- _Given text_
# Backpack Electric Generator



## catskills (Sep 9, 2005)

Charge your MP3 player, video game, or cell phone from your backpack generator.


----------



## thetrailboss (Sep 9, 2005)

Are you serious :blink:?


----------



## bvibert (Sep 9, 2005)

Neat idea, but doesn't that kind of take the fun out of it?


----------



## Npage148 (Sep 9, 2005)

man, at 85 pounds the thing better help you walk up the hill too


----------



## bvibert (Sep 9, 2005)

Npage148 said:
			
		

> man, at 85 pounds the thing better help you walk up the hill too



Thats what I thought at first too, but they're not saying the thing weighs 85 lbs.  They're saying that if you have 85 lbs of crap in your pack that it'll generate up 7 Watts of electricity...


----------



## BrentD22 (Sep 12, 2005)

- _Records_
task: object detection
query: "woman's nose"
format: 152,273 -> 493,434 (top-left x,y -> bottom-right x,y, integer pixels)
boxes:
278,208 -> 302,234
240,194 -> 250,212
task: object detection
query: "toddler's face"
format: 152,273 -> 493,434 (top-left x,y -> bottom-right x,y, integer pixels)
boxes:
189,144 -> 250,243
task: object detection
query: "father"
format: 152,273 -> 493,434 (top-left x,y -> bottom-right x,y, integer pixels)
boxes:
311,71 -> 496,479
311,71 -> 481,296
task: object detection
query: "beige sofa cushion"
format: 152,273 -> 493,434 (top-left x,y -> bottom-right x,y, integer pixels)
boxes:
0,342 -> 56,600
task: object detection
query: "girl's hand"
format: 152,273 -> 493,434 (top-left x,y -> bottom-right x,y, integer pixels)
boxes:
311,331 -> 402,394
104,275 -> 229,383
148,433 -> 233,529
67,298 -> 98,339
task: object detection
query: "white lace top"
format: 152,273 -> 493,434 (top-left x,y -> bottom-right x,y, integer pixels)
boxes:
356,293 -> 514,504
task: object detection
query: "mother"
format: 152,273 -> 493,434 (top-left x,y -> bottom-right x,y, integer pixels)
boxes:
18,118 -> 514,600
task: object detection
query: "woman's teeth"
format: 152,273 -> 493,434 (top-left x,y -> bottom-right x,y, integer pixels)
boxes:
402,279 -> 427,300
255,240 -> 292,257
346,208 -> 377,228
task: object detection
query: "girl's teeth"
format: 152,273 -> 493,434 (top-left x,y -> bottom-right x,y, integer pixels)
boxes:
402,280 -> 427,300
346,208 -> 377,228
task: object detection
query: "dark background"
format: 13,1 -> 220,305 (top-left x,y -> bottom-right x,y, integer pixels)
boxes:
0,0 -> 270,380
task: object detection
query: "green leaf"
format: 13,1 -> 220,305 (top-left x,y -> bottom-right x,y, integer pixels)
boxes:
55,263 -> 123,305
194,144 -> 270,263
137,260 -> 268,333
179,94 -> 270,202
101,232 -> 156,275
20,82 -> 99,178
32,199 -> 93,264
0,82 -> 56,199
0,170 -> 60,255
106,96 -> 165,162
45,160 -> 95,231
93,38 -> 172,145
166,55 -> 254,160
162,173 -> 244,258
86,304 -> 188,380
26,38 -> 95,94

- _Instruction_
Continue the backpack generator forum thread from its last line.

- _Task answer_
In all seriousness I don't think this is intended for backpackers.  I think it's more for urban backpackers, SAR missions, and military.  In the not so distant future it looks like they are looking to make it very light wieght making it more useful.  I really don't think it is or ever will be for "mountain" backpackers.


----------



## Stephen (Sep 12, 2005)

I bet they could market something like this for thru hikers...


----------



## pedxing (Sep 12, 2005)

I gather the current device  weighs  ten pounds.  Until its  much lighter, it would make more sense  to just carry extra batteries.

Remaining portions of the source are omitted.